Image object location rows
== == ==
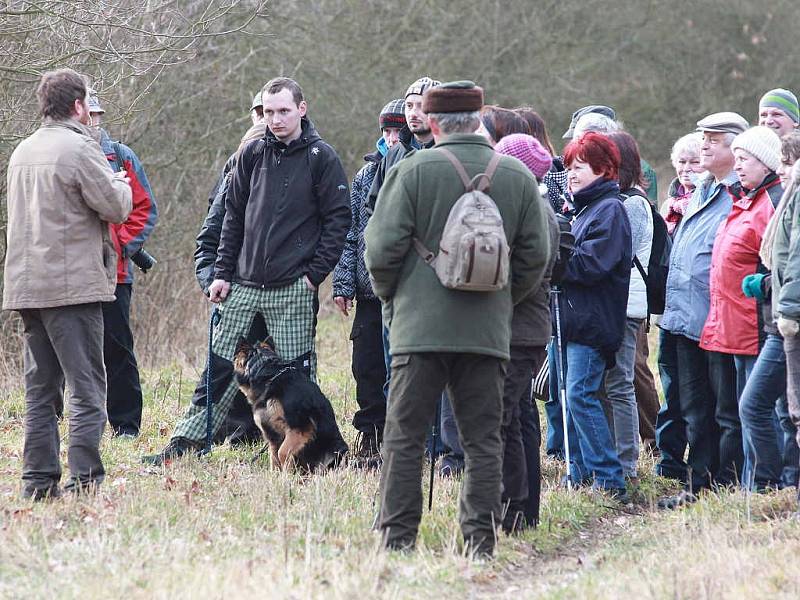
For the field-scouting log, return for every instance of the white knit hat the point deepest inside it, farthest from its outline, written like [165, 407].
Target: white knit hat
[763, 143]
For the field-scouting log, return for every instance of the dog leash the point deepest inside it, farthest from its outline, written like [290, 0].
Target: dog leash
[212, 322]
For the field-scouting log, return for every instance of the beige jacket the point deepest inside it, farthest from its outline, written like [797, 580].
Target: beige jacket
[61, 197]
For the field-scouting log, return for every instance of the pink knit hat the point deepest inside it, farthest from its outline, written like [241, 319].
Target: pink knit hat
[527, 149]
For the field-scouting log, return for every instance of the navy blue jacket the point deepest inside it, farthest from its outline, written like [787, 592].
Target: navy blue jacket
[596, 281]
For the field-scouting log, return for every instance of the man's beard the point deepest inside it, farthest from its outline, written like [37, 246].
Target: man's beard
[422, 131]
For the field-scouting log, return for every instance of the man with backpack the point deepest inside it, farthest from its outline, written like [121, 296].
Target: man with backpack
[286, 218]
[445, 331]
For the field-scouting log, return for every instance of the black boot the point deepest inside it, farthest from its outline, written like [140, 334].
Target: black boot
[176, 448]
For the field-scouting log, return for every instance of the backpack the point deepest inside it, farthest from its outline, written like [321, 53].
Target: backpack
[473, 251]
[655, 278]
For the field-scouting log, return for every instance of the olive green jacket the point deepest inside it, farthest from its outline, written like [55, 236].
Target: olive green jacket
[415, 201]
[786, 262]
== == ==
■ **What needs to be done**: Write out all the rows again with "knit hat" switched to "beanie" wherever it appears, and keep everything else the same. Leave the pictures out.

■ **Final answer**:
For the field-scouting log, return for every instance of the white beanie the point deepest inside it, farthest from its outline, written like [165, 407].
Target: white beanie
[763, 143]
For the field-scouting log, return for every instance of the dog leash the point deepest inside it, farthest from its outline, written like [290, 0].
Target: dog leash
[212, 322]
For the field-scouting log, return for every instance of the beige jacket the point deepest inside it, farthest from its outline, written like [797, 580].
Target: beige jacket
[61, 197]
For the field-scouting log, return for every instance of the pink beanie the point deepest inside it, farthest from its outline, written like [241, 319].
Target: pink beanie
[527, 149]
For the field-scouting log, return for every instance of the navy blue jacket the point deepest inside it, farthest from its outline, written like [787, 592].
Target: navy blue jacket
[596, 281]
For the field-scouting log, return for every instance of the man's beard the point deepest inside it, farthest from its outline, written like [37, 246].
Target: man's beard
[422, 131]
For the field-scouting log, return for every instance of the man with backpack the point deepest inside it, farthest from its outline, written like [121, 296].
Target: man with backpack
[286, 218]
[445, 331]
For the field-scouting log, return for every instance of the black boot the point deepest inside it, farthest from its outline, written like [140, 334].
Target: black boot
[176, 448]
For the field-scouting log, return for every instance of the backpack the point deepest inside it, farthest from its outline, written like [321, 53].
Target: backpack
[473, 251]
[655, 278]
For the field-scouting log, return for every instance of the olive green jacket the point deepest inside it, farthest from its outline, written like [55, 236].
Target: olive green jacket
[415, 201]
[786, 262]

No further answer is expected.